§ SHORT EXERCISE:
Count the lines of the records that contain the string "every", with case counting, and give only the number.

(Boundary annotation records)
- - -

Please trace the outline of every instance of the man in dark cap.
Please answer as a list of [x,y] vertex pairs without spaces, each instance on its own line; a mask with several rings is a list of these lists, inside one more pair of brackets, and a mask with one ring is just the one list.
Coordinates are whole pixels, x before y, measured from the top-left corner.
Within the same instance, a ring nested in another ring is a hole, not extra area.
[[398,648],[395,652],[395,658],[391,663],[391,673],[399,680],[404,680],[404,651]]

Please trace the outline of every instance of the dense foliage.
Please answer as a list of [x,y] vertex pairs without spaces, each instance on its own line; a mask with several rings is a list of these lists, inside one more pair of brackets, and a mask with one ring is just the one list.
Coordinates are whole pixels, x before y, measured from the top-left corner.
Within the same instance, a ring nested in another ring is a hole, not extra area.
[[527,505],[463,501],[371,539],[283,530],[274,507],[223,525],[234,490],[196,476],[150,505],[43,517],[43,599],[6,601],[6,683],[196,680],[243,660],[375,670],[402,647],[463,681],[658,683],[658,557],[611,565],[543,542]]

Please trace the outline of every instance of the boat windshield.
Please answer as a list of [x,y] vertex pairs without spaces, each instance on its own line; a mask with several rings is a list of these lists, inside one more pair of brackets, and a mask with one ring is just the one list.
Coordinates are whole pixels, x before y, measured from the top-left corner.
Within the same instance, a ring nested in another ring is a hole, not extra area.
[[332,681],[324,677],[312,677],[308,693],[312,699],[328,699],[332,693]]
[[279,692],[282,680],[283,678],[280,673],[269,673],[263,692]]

- - -

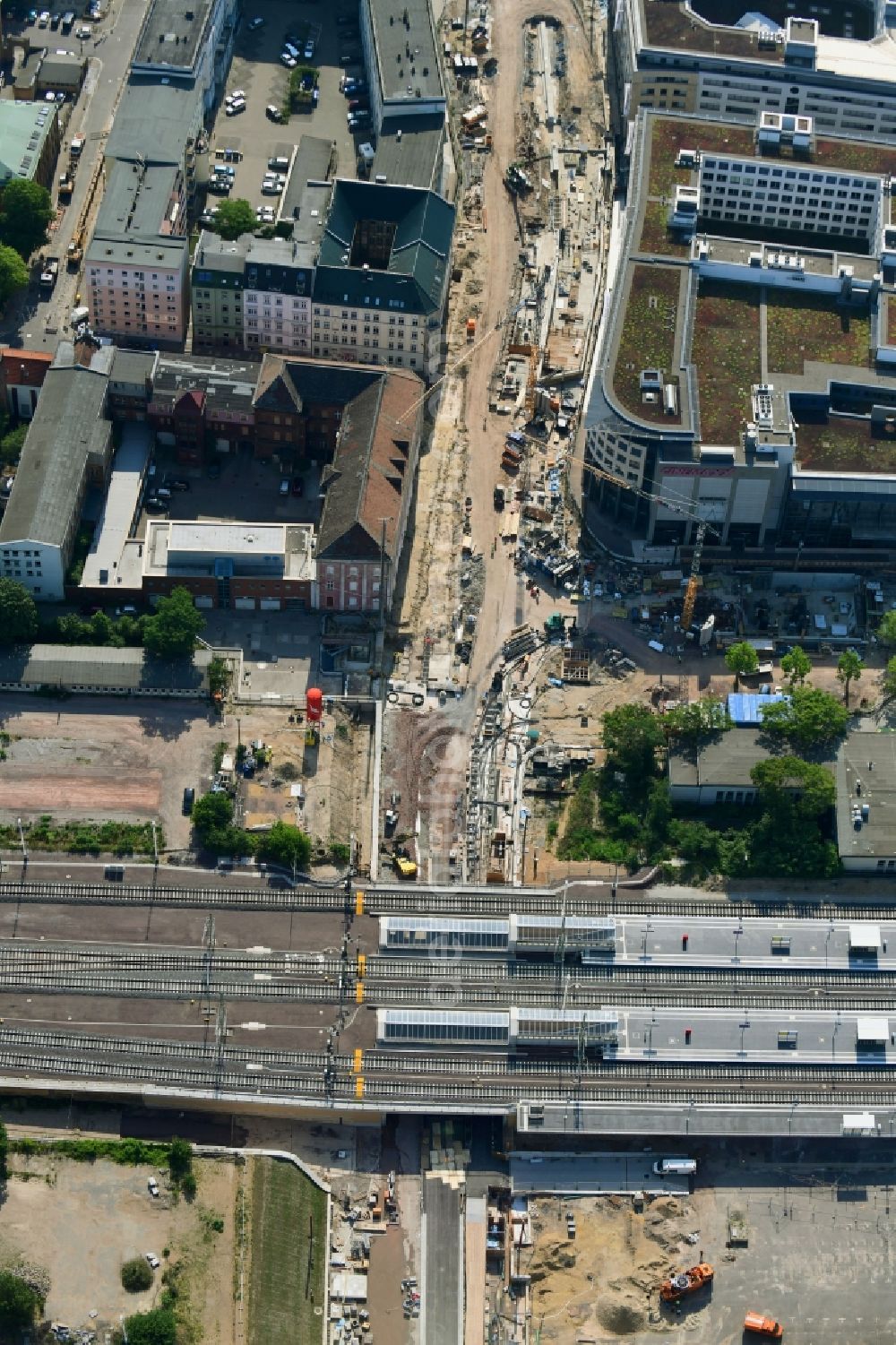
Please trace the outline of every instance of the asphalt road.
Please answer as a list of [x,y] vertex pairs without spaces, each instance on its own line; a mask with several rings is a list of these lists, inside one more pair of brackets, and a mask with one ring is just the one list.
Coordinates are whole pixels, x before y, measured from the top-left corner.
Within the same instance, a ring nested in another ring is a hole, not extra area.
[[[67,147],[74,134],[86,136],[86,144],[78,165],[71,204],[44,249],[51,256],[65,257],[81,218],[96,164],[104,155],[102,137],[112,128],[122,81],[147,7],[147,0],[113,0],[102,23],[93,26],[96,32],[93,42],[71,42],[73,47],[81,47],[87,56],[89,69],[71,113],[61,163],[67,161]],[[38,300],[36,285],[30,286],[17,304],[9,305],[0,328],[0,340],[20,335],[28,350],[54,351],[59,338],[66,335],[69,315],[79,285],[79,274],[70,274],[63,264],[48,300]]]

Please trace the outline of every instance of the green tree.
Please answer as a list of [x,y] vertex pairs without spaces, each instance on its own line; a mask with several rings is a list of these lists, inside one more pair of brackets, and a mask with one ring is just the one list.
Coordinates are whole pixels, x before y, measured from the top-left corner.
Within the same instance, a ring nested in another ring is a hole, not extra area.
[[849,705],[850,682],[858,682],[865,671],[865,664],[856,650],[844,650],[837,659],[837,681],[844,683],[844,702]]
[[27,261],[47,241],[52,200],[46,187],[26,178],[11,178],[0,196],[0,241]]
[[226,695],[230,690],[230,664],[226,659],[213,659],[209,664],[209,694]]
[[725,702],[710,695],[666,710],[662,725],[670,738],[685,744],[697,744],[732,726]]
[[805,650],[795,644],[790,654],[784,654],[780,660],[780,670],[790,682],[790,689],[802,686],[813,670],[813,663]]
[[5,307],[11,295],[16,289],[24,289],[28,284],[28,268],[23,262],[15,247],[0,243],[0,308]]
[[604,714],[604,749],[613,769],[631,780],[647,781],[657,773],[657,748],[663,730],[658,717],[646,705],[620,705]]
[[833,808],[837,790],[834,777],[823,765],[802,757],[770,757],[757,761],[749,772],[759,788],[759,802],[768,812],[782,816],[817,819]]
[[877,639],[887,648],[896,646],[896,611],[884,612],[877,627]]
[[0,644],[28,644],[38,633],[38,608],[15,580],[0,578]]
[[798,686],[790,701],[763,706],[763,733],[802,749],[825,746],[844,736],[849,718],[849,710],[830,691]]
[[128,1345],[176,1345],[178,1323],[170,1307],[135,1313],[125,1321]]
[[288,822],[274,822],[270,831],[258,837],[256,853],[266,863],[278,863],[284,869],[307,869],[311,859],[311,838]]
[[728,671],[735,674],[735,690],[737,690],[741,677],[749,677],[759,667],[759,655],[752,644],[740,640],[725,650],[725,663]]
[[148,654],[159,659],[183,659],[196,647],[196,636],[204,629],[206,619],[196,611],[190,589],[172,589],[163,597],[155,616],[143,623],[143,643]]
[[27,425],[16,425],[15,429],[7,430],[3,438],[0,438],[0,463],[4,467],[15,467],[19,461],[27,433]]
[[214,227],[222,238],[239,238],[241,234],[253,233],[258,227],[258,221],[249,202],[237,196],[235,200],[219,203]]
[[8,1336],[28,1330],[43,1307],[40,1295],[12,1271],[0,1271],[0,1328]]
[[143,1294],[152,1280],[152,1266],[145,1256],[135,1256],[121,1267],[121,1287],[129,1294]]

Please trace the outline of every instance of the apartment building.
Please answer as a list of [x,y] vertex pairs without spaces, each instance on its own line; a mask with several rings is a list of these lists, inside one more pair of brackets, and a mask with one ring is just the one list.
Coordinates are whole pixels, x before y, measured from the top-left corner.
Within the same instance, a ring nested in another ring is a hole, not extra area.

- - -

§ THE SOLUTION:
6